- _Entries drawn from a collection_
## Start

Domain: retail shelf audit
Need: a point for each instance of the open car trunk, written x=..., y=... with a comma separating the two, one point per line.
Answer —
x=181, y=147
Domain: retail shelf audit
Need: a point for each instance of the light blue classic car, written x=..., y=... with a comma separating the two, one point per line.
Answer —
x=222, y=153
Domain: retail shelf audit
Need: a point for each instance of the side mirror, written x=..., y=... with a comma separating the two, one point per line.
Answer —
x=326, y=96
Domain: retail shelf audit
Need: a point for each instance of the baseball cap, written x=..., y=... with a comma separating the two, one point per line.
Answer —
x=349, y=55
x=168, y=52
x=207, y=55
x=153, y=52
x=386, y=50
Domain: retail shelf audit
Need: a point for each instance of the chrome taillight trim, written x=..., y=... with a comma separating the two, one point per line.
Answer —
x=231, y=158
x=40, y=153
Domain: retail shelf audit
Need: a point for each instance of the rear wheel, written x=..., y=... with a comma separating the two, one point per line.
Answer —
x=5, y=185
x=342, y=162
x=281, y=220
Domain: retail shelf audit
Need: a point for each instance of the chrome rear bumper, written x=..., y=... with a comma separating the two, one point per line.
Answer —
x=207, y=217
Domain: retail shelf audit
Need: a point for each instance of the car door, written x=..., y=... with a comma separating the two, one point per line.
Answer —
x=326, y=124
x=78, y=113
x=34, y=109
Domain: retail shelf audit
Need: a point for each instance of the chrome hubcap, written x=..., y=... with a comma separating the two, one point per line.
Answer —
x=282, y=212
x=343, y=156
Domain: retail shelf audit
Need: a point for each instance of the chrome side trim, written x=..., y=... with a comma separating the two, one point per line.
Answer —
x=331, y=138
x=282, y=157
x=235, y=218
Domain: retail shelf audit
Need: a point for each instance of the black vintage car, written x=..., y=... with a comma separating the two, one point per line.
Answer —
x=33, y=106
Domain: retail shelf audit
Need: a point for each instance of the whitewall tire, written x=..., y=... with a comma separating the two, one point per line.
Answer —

## End

Starting at the first line of the entries and ending with the line that contains "x=326, y=96", write those lines out again, swapping "retail shelf audit" for "vehicle inspection" and changing nothing else.

- _RESPONSE BELOW_
Domain: vehicle inspection
Need: a point for each instance of the open car trunk, written x=..., y=... with a comma separating the two, one point per line.
Answer —
x=181, y=147
Domain: vehicle inspection
Need: a point for each instance of the light blue classic car, written x=..., y=... with a comma separating the two, one point per line.
Answer —
x=222, y=153
Domain: vehicle inspection
Need: a point for each instance of the side mirror, written x=..., y=... with a comma separating the two, one point per line.
Answer —
x=326, y=96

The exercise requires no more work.